◆ Provided passage
Studio album by The Cavemen
- Released: 21 August 2020
- Recorded: 2018–20
- Studio: The Cavemen's living room
- Genre: Highlife
- Length: 54:00
- Languages: Pidgin English; Igbo;
- Label: Freeme Music
- Producers: The Cavemen.; Lady Donli (exec.);

The Cavemen chronology
|  | Roots (2020) | Love and Highlife (2021) |

= Roots (The Cavemen album) =

2020 album by The Cavemen

Roots (stylized in all caps) is the debut studio album by Nigerian highlife band The Cavemen. It was written, vocalised and produced by the duo, with fellow Nigerian singer Lady Donli serving as the executive producer and released under Freeme Music, a Nigerian indigenous record label . It was released on 21 August 2020.

== Background ==
The Cavemen worked on Roots for about 2 years before its eventual release in 2020. They album is described as being reverent to their Nigerian heritage and the music genre which reigned supreme In the country's trying times. The album art which was made with green tones is also said to represent "community". The album was recorded in their living room.

== Production and release ==
The album was produced by The Cavemen and Lady Donli served as the executive producer. It was recorded in the Cavemen's living room and released on 21 August 2020 under the FreeMe Music label following 2 years of work. It was recorded in Pidgin English and Igbo Language.

◆ Exercise set
**1)** Repeat a stretch of the Roots album article word for word, starting at the words "The Cavemen chronology" and ending after "their living room.".
**2)** According to the Roots album article, what is the green-toned album art said to represent?

◆ Available data
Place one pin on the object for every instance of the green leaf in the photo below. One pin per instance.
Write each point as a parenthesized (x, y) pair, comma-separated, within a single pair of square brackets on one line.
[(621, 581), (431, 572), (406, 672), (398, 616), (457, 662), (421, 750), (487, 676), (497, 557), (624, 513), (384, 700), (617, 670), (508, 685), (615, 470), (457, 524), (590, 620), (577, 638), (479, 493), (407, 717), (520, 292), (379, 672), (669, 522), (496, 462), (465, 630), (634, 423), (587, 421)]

◆ Full answers
**1)**
The Cavemen chronology
|  | Roots (2020) | Love and Highlife (2021) |

= Roots (The Cavemen album) =

2020 album by The Cavemen

Roots (stylized in all caps) is the debut studio album by Nigerian highlife band The Cavemen. It was written, vocalised and produced by the duo, with fellow Nigerian singer Lady Donli serving as the executive producer and released under Freeme Music, a Nigerian indigenous record label . It was released on 21 August 2020.

== Background ==
The Cavemen worked on Roots for about 2 years before its eventual release in 2020. They album is described as being reverent to their Nigerian heritage and the music genre which reigned supreme In the country's trying times. The album art which was made with green tones is also said to represent "community". The album was recorded in their living room.

**2)** Community.